- [GIVEN INFORMATION]:

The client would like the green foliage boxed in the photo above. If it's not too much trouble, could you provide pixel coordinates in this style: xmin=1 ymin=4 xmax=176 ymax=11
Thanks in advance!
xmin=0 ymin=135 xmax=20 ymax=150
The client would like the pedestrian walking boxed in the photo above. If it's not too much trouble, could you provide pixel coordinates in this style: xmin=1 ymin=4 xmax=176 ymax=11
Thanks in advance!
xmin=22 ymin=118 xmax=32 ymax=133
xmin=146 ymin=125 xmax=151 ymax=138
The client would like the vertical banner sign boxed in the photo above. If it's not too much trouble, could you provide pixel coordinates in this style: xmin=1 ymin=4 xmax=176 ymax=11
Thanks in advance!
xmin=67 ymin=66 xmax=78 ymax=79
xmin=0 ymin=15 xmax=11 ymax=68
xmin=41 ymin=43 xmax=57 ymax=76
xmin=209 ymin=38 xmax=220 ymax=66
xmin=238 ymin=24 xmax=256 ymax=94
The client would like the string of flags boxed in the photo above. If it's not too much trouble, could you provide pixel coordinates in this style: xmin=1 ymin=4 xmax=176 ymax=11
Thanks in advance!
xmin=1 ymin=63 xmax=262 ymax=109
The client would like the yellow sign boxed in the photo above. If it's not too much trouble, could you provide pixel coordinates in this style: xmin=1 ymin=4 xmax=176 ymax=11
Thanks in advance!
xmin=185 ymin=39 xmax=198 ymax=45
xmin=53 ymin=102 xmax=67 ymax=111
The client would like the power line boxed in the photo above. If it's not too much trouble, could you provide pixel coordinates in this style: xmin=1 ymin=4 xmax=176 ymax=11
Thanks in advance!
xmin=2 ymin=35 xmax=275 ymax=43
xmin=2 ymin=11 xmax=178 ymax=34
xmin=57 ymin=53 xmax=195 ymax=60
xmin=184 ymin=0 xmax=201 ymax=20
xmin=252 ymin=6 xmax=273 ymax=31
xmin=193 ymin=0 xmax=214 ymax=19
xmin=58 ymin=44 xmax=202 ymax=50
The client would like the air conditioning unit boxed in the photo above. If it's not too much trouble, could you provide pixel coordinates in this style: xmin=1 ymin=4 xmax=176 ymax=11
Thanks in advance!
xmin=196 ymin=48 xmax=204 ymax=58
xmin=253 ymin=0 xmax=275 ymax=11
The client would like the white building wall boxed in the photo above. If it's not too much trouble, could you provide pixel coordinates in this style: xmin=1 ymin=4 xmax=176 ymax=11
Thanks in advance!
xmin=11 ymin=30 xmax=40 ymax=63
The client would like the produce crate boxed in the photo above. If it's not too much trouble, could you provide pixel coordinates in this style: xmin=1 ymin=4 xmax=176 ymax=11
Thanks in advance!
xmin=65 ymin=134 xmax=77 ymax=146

- [DIRECTION]: Switch each "client" in the lines above to "customer" and repeat those lines with nothing else changed.

- [EXERCISE RESPONSE]:
The customer would like the green foliage boxed in the photo above. If it's not too much trouble, could you provide pixel coordinates in this style: xmin=1 ymin=4 xmax=176 ymax=11
Thanks in advance!
xmin=0 ymin=135 xmax=20 ymax=150
The customer would like the pedestrian walking boxed in the photo above. If it's not too much trouble, could you provide pixel coordinates in this style: xmin=1 ymin=4 xmax=176 ymax=11
Thanks in advance!
xmin=22 ymin=118 xmax=32 ymax=133
xmin=146 ymin=125 xmax=151 ymax=138
The customer would like the vertical banner sign boxed in the photo above. If it's not too much trouble, could you provide pixel coordinates in this style: xmin=1 ymin=4 xmax=176 ymax=11
Thanks in advance!
xmin=67 ymin=66 xmax=78 ymax=79
xmin=0 ymin=15 xmax=11 ymax=68
xmin=41 ymin=43 xmax=57 ymax=76
xmin=209 ymin=38 xmax=220 ymax=66
xmin=238 ymin=24 xmax=256 ymax=94
The customer would like the string of flags boxed in the photo above. If it's not too much trouble, could you provide pixel coordinates in this style: xmin=1 ymin=4 xmax=176 ymax=11
Thanks in advance!
xmin=1 ymin=63 xmax=262 ymax=109
The customer would like the yellow sign boxed in the photo above. If it's not too much trouble, could you provide pixel coordinates in this style: xmin=1 ymin=4 xmax=176 ymax=11
Thanks in advance!
xmin=185 ymin=39 xmax=198 ymax=45
xmin=53 ymin=102 xmax=67 ymax=111
The customer would like the power line boxed in the photo above. If it's not too much trouble, could you provide pixel coordinates in this style: xmin=1 ymin=4 xmax=176 ymax=11
Thanks in advance!
xmin=2 ymin=35 xmax=275 ymax=43
xmin=2 ymin=11 xmax=178 ymax=34
xmin=57 ymin=53 xmax=195 ymax=60
xmin=184 ymin=0 xmax=201 ymax=20
xmin=252 ymin=6 xmax=273 ymax=31
xmin=193 ymin=0 xmax=214 ymax=19
xmin=58 ymin=44 xmax=202 ymax=50
The customer would like the air conditioning unit boxed in the photo above. If it's not too much trouble, could you provide pixel coordinates in this style: xmin=1 ymin=4 xmax=176 ymax=11
Thanks in advance!
xmin=196 ymin=48 xmax=204 ymax=58
xmin=253 ymin=0 xmax=275 ymax=11
The customer would like the white building wall boxed in the photo above. If it's not too much trouble, could you provide pixel coordinates in this style: xmin=1 ymin=4 xmax=176 ymax=11
Thanks in advance!
xmin=11 ymin=30 xmax=40 ymax=63
The customer would like the produce crate boxed in the photo above. If it's not too much trouble, could you provide pixel coordinates in this style: xmin=1 ymin=4 xmax=176 ymax=11
Thanks in advance!
xmin=65 ymin=134 xmax=77 ymax=146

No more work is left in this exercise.